> [Text]:
• • • • • • •

One of the most important things that a debtor needs to understand about bankruptcy is that it is a financial tool and like with any financial tool, it needs to be incorporated into their overall financial plan. That’s where pre-bankruptcy planning comes in and either saves the debtor money or puts the debtor at risk for a dismissal of their case or even imprisonment.
Here’s what you need to know:
Bankruptcy offers generous exemptions on both the federal and state level. Exemptions are basically assets that cannot be touched by creditors in the bankruptcy case. For example, your homestead can be exempt so that no creditor can force you to sell it to satisfy payment for a debt. When you use pre-bankruptcy planning effectively, you will take moves to maximize the use of these exemptions. But be careful, if your bankruptcy planning moves are perceived to be an effort to defraud the bankruptcy court or creditors you could face a bankruptcy case dismissal or even bankruptcy fraud charges. This is why it’s important to work with a bankruptcy attorney so that you can make the right moves.

• • • • • • •

> [Task goal]: Continue the text on pre-bankruptcy planning from the point where it stops. The rows that come next are separate material and are not part of the bankruptcy planning text.

Natural-language object grounding data

• • • • • • •

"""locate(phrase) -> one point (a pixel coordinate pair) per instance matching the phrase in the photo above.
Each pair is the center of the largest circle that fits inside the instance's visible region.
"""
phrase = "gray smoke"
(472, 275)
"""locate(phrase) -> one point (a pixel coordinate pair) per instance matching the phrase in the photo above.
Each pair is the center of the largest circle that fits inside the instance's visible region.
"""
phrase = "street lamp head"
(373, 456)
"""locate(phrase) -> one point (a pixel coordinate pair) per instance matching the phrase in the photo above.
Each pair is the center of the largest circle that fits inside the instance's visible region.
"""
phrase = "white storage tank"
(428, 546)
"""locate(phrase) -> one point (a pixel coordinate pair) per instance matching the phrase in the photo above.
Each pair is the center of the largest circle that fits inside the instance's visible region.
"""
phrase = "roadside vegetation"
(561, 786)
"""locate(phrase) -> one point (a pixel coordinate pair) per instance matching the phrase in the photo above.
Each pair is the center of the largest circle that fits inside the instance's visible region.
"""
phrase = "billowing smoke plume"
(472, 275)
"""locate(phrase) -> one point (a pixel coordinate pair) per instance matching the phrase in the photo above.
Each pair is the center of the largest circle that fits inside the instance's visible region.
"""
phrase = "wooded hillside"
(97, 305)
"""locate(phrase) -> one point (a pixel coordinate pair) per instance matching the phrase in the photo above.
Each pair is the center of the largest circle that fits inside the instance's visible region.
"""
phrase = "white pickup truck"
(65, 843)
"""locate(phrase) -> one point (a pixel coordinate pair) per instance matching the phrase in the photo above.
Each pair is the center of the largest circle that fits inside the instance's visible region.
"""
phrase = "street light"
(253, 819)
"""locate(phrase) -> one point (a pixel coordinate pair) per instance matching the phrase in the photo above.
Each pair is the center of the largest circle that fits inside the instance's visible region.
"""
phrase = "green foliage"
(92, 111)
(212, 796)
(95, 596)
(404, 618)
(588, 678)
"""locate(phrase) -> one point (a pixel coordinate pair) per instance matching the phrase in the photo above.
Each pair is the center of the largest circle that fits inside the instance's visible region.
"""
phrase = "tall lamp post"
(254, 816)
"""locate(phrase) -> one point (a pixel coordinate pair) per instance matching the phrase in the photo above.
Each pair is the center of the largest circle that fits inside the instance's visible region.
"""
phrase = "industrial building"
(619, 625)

• • • • • • •

> [Output for this task]:
Below are a few examples of pre-bankruptcy moves that could be allowable:
- Paying your rent or mortgage in advance before filing bankruptcy.
- Paying for food and utilities in advance before filing bankruptcy.
- Paying for medical supplies for yourself or a dependent before filing bankruptcy.
- Paying for your income or property taxes before filing bankruptcy.
And while these pre-bankruptcy moves could be allowable by a bankruptcy trustee, the debtor must be careful that of their payment timing and amount. That’s why working with a bankruptcy attorney during the bankruptcy planning stage is essential to staying on the right side of the law.